■ YOUR GOAL
In the book review below, where did Albert-László Barabási complete his PhD?
──────── PROVIDED PASSAGE
The Formula: The Universal Laws of Success – Albert-László Barabási. A stack of hardcover copies.

The Formula: The Universal Laws of Success – Albert-László Barabási

The Formula: The Universal Laws of Success is a book by Albert-László Barabási about the key factors that decide whether someone becomes successful.

Book Review

Table of Contents

Albert-László Barabási

Albert-László Barabási lives in Boston, where he is the Professor of Network Science at Northeastern University. He is an ethnic Hungarian and was born in Transylvania, Romania. He graduated from Romania, studied for his masters in Budapest, Hungary, and completed his PhD at Boston University. Barabási is best known as a pioneer, in the research and development, of network science in physics.

The Formula, The Universal Laws of Success: Albert-László Barabási giving a talk in front of a microphone.
Photo: Matthew Modoono/Northeastern University

Ted Talk

I first discovered Albert Barabasi through his TED Talk about the relationship between success and age. Albert Barabasi is a renowned network physicist who decided to use a scientific approach to investigate success and human networks. His TED Talk presented several intriguing concepts, with references to bounded and unbounded concerning performance and success. It prompted me to read his book, The Formula, to further understand the ideas he was presenting. His text is surprisingly readable and enjoyable.
────────────────
──────── PROVIDED MATERIAL
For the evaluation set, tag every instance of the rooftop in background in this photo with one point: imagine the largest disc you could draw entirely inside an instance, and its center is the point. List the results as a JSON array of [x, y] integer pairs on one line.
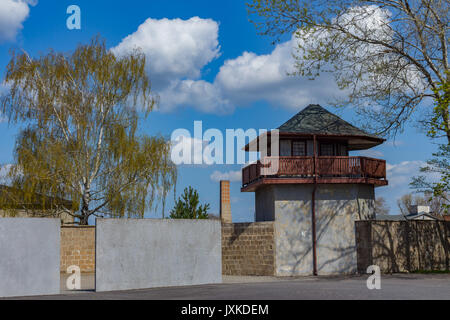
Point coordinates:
[[400, 217]]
────────────────
■ EXPECTED ANSWER
Boston University